> _Given request_
Count the lines in the records below that contain the word "podium" and reply with that number alone.

> _Source material_
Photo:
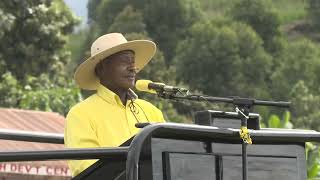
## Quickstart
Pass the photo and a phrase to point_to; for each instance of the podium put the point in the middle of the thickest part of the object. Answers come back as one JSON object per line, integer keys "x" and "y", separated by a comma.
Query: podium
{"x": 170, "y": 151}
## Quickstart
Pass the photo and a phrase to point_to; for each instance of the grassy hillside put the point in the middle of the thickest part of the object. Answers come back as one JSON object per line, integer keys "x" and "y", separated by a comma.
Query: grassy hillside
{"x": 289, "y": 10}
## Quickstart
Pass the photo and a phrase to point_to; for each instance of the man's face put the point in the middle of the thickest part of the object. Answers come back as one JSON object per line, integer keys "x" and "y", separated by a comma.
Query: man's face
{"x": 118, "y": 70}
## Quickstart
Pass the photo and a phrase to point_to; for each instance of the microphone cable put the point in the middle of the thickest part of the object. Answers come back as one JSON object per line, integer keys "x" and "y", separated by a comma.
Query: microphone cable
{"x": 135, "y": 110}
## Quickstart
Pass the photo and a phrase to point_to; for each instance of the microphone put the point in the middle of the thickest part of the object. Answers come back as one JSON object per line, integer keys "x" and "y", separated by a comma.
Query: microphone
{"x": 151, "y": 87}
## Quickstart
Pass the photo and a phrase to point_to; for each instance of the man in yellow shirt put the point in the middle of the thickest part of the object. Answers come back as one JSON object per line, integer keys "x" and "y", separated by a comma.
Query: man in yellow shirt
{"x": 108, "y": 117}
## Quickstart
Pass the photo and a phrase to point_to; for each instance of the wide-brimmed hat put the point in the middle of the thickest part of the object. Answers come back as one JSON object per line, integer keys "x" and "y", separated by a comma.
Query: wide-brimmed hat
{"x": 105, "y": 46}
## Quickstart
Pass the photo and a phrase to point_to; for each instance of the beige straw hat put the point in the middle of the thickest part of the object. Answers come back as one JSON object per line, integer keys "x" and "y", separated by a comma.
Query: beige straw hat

> _Solution to this problem_
2